» **PROBLEM TO SOLVE**
Reproduce the material word for word, starting at its first line and running through the line containing "[(266, 269)]", with both ends included. Leave the pictures out of your copy.

►

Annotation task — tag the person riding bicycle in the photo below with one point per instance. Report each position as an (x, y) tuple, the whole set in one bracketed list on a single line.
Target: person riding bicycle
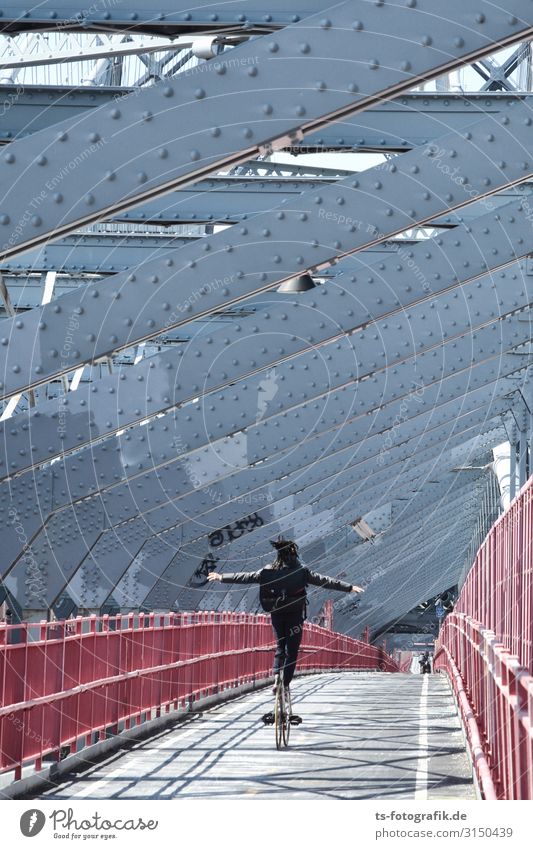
[(282, 594)]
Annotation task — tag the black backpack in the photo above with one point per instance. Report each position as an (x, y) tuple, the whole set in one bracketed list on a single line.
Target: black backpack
[(283, 590)]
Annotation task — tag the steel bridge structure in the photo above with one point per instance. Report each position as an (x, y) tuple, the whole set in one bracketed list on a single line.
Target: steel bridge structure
[(266, 269)]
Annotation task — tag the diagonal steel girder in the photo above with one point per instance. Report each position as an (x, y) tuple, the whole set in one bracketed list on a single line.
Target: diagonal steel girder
[(161, 159), (308, 523), (375, 286), (380, 568), (180, 18), (360, 570), (413, 119), (341, 552), (88, 523), (303, 378), (160, 550), (74, 480), (128, 308), (110, 557), (221, 490)]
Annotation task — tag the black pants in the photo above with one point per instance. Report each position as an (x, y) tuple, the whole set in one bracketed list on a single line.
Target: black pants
[(288, 630)]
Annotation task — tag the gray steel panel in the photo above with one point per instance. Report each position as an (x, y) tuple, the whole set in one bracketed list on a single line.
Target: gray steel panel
[(431, 462), (79, 530), (125, 311), (413, 119), (105, 465), (91, 253), (151, 115), (372, 288), (314, 449)]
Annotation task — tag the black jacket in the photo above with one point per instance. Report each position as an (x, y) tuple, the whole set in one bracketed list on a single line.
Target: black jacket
[(300, 576)]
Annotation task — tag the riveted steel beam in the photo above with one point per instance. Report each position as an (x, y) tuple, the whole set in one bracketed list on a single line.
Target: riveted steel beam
[(408, 121), (178, 18), (91, 517), (141, 451), (104, 183), (191, 556), (142, 15), (413, 554), (331, 546), (340, 555), (377, 286), (95, 253), (218, 492), (308, 526), (103, 467), (126, 311)]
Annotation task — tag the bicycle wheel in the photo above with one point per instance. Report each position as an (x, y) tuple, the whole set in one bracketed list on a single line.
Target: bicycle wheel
[(286, 701), (278, 715)]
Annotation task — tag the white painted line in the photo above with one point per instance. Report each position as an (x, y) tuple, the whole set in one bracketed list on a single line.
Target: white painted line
[(421, 779)]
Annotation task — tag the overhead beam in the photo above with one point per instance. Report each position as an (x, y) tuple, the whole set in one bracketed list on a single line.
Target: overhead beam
[(377, 286), (411, 120), (62, 559), (341, 219), (309, 523), (201, 102)]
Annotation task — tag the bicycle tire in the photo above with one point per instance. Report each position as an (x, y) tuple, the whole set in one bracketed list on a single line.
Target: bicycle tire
[(286, 725), (278, 715)]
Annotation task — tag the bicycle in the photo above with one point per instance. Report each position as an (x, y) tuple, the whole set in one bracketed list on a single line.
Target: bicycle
[(282, 718)]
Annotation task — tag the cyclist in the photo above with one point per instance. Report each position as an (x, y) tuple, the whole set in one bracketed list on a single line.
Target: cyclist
[(282, 594)]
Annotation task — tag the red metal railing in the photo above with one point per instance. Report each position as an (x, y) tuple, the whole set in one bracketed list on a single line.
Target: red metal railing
[(485, 646), (498, 591), (63, 683), (404, 659)]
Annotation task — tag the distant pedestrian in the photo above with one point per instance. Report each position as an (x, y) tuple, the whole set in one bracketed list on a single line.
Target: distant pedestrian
[(425, 663)]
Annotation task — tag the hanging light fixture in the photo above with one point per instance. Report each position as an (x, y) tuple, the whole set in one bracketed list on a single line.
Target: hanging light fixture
[(295, 285)]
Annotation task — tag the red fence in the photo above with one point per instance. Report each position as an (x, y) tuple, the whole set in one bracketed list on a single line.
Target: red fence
[(62, 683), (485, 646), (498, 591)]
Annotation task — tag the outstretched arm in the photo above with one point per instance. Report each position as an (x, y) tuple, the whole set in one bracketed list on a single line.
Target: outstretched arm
[(236, 577), (331, 584)]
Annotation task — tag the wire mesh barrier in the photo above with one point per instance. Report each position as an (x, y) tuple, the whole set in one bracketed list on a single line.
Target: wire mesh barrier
[(498, 591), (67, 684), (485, 648)]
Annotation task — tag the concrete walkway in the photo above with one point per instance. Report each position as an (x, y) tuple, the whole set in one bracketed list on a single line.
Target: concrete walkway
[(365, 735)]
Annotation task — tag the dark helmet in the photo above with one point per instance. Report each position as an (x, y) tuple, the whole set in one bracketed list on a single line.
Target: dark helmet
[(284, 546)]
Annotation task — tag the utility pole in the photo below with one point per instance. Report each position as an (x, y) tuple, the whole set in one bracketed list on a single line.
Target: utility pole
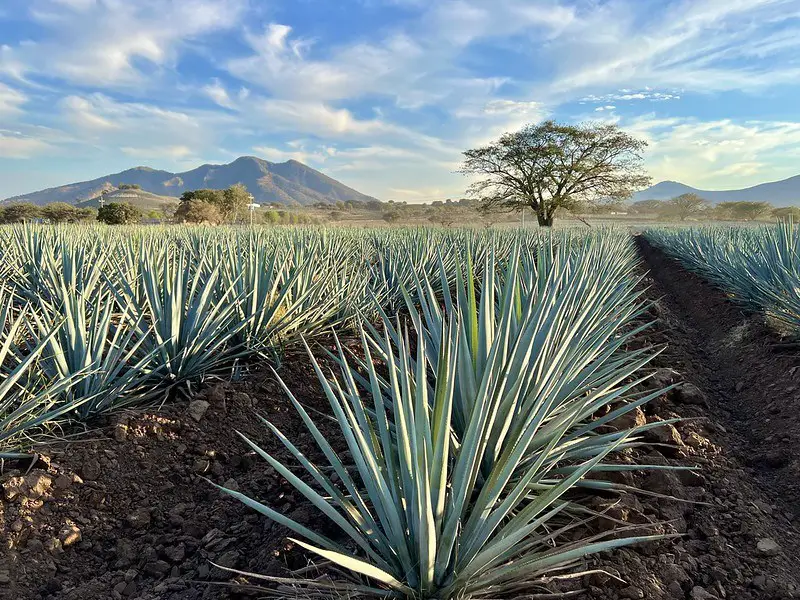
[(252, 207)]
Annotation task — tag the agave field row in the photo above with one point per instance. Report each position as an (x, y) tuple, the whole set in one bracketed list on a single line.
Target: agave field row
[(756, 267), (478, 413)]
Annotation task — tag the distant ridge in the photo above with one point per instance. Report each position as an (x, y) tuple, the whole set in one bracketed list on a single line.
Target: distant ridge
[(288, 183), (778, 193)]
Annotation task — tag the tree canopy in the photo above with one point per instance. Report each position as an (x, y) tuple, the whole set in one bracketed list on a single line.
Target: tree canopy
[(119, 213), (551, 165), (198, 211), (230, 202), (685, 205), (20, 213), (743, 210)]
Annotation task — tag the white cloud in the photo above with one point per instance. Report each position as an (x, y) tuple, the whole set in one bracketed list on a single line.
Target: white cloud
[(153, 153), (630, 95), (104, 43), (217, 92), (718, 154), (699, 45)]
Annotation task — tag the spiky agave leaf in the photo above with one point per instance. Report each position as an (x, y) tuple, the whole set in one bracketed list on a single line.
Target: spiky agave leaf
[(758, 267), (427, 520), (28, 402)]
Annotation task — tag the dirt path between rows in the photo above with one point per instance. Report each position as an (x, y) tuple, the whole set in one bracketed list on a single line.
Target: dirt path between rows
[(128, 515), (755, 382)]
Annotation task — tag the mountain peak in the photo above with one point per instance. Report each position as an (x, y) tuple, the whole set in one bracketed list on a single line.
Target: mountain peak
[(778, 193), (268, 182)]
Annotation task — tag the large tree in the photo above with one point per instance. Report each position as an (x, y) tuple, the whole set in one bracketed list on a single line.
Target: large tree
[(119, 213), (744, 210), (20, 213), (196, 211), (553, 165), (230, 202), (234, 201)]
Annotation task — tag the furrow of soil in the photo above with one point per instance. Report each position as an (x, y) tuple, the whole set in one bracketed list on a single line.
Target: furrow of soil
[(742, 409)]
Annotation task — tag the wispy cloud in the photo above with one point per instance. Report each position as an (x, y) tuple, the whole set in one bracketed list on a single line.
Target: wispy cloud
[(11, 100), (112, 42), (389, 101)]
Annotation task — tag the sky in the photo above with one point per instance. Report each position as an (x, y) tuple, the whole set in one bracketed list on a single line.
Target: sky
[(384, 95)]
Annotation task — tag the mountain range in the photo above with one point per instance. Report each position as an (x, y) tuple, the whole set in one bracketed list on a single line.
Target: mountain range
[(778, 193), (287, 183)]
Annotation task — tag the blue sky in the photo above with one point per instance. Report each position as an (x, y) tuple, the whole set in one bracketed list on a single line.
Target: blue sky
[(385, 94)]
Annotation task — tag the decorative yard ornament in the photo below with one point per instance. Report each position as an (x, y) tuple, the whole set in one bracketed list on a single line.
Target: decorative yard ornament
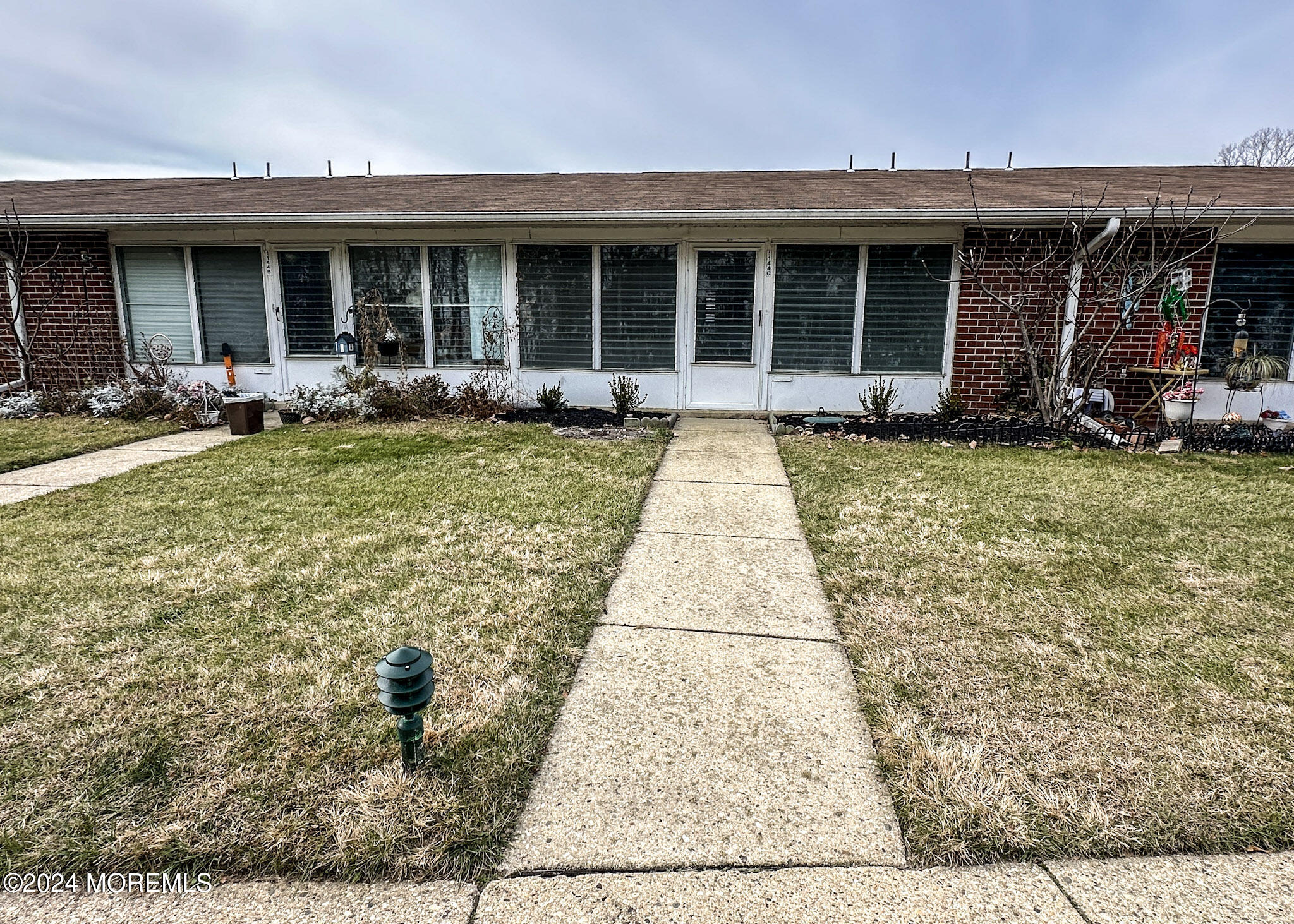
[(406, 688), (228, 352), (159, 347), (344, 345), (825, 418)]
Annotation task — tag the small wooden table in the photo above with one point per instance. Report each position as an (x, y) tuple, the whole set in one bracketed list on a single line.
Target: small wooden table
[(1161, 382)]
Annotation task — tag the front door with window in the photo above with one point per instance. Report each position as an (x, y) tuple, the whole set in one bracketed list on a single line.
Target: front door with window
[(725, 299), (305, 287)]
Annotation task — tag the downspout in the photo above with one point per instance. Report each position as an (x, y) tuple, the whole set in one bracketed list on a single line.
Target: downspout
[(1075, 280), (20, 328)]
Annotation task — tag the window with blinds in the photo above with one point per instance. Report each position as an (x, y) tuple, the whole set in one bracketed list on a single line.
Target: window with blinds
[(231, 302), (813, 308), (554, 287), (906, 308), (1261, 279), (639, 298), (725, 306), (466, 303), (306, 277), (396, 273), (155, 289)]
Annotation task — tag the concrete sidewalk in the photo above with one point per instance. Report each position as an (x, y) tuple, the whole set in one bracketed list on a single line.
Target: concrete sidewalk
[(713, 721), (49, 477), (1250, 889)]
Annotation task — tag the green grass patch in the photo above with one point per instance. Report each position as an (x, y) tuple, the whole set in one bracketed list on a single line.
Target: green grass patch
[(1065, 654), (190, 647), (44, 439)]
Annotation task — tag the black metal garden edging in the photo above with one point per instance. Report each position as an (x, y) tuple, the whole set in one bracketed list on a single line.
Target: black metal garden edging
[(1017, 431)]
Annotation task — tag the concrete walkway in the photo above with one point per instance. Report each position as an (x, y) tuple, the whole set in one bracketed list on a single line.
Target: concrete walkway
[(49, 477), (713, 721), (713, 729)]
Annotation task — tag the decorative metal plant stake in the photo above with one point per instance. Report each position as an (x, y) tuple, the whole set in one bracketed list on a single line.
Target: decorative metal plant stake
[(406, 688)]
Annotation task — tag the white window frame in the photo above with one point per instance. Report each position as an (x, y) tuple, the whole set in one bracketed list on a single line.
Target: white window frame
[(507, 287), (596, 282), (200, 357)]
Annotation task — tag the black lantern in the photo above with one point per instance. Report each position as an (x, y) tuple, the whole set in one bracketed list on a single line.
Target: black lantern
[(406, 687)]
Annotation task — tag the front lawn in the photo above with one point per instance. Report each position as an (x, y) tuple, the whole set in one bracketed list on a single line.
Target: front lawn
[(190, 647), (1065, 654), (44, 439)]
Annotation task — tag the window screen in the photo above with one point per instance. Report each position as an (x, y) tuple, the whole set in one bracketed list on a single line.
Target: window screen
[(554, 287), (1259, 277), (813, 308), (906, 311), (466, 302), (396, 273), (155, 289), (232, 302), (639, 298), (725, 306), (307, 284)]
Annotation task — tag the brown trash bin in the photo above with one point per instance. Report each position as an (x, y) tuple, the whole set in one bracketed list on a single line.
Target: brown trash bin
[(246, 413)]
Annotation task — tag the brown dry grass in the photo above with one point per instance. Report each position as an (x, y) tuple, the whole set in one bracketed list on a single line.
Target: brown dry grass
[(1065, 654), (190, 647), (44, 439)]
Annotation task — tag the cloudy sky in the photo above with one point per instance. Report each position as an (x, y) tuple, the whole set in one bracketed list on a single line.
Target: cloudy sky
[(183, 88)]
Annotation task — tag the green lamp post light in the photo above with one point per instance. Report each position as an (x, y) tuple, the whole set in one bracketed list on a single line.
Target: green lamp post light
[(406, 688)]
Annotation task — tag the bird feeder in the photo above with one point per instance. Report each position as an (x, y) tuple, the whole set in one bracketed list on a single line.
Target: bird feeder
[(406, 688), (346, 345), (1240, 345)]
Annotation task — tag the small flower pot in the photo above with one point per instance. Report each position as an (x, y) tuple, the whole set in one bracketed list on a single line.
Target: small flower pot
[(1178, 411)]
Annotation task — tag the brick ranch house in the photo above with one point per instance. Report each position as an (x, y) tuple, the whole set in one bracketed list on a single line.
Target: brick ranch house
[(716, 291)]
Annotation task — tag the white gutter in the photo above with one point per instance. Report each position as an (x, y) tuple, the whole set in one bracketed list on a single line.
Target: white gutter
[(990, 217), (1075, 280)]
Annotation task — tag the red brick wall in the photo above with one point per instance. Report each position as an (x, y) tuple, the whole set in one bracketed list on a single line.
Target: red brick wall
[(986, 333), (71, 311)]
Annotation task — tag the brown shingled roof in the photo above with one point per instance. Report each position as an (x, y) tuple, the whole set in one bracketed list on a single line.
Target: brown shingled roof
[(921, 192)]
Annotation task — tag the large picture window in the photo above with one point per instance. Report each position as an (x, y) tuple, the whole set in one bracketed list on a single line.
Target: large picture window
[(1258, 279), (639, 297), (155, 292), (396, 275), (554, 289), (466, 303), (906, 308), (229, 306), (813, 308), (590, 307)]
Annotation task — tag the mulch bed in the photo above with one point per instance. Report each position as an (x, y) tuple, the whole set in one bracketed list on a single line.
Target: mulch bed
[(1022, 431), (571, 417)]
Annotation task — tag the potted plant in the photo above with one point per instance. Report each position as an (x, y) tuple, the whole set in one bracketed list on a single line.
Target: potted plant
[(1276, 419), (1245, 373), (390, 344), (1179, 404)]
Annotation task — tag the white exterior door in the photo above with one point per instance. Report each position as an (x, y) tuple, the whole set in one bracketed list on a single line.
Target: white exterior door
[(306, 292), (725, 303)]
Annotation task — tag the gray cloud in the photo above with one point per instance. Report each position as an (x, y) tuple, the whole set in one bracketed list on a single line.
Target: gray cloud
[(165, 88)]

◄

» **WRITTEN REPLY**
Annotation task — tag the person riding bicycle in the photo below with one point per instance. Report each position as an (x, y) tuple, the whole set in one bracketed list on a single line.
Target: person riding bicycle
[(282, 594)]
Annotation task — tag the black backpack in the photo above with one point per instance. Report each position as an (x, y) tuple, the whole set in one bracketed list on a single line.
Target: black backpack
[(283, 590)]
Annotation task — tag the steel bridge structure in the photo above with one point per instance. Report each position as an (x, y) tuple, the whole set in one bracketed list on a single line.
Target: steel bridge structure
[(266, 269)]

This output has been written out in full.